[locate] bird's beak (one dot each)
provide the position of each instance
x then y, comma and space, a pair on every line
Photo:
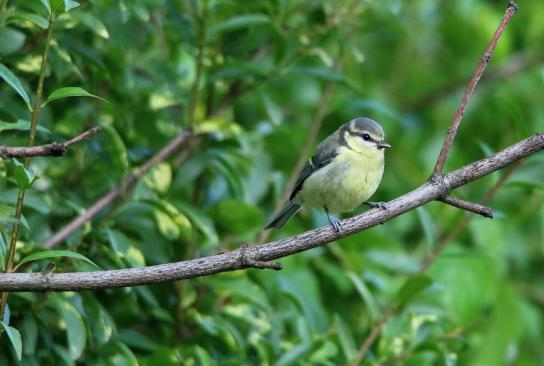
383, 145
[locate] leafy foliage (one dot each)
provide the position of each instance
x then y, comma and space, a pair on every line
265, 65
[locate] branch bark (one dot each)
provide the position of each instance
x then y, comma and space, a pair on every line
124, 187
243, 257
452, 131
51, 149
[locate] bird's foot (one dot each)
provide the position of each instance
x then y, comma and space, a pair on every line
382, 205
335, 223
________________________________________
■ WRITTEN INSTRUCTION
Give all these lines as a two-column CSV with the columns instruction and points, one row for each line that starts with "[locate]". Put that line and the instruction lines after it in one quoted field and its coordinate pairs in the other, with line breaks turned into spaces, and leave out the picture.

■ OUTPUT OF THE EXERCISE
instruction,points
"[locate] bird's beak (one dot each) provide the position of each instance x then y, comma and space, a pair on every line Photo:","383, 145"
"[locate] leafy foliage (one dot each) provide the position of each instance x then y, comma and space, a pair on every line","265, 65"
"[locate] branch bark (one dot each) provide the position of each instance x then y, comma and space, a pair on every line","124, 187 243, 257 452, 131 51, 149"
"[locate] bird's foot (one dot each) provide the position of each instance x then y, comma and space, a pair on every line","382, 205 335, 223"